== Exercise requirements ==
Check every line of the data and copy the ones where "with" appears.

== The data ==
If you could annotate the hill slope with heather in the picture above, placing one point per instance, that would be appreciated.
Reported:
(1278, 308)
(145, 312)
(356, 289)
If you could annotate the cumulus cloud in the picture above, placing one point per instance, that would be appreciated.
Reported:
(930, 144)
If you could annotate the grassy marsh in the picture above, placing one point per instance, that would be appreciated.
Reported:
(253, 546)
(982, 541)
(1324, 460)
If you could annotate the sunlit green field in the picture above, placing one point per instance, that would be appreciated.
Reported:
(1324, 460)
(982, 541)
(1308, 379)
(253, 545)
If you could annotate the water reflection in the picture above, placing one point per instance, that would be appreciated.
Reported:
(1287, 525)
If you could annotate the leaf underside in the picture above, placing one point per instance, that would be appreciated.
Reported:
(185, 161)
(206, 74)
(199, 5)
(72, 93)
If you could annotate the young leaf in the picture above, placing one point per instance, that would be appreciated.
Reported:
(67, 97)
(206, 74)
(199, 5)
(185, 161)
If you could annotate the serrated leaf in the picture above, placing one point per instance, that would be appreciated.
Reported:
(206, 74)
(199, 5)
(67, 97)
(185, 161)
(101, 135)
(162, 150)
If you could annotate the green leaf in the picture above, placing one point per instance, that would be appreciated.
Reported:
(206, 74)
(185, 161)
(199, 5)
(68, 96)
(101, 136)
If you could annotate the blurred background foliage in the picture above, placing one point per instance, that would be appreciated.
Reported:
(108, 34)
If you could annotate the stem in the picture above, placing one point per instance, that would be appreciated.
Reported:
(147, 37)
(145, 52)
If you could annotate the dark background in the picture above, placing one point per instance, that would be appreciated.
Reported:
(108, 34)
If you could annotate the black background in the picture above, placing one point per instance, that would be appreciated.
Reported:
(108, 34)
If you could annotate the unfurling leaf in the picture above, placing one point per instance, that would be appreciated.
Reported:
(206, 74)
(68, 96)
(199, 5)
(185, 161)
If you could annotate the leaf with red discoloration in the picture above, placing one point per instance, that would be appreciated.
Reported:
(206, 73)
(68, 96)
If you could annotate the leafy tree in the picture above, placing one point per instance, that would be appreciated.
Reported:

== Finished task ==
If you could annotate the hill slope with heather in the picture above, placing one point per instance, that would be appreciated.
If you could annotate the leaf with red discoloration in the picture above, placing one point per instance, that would be appreciated.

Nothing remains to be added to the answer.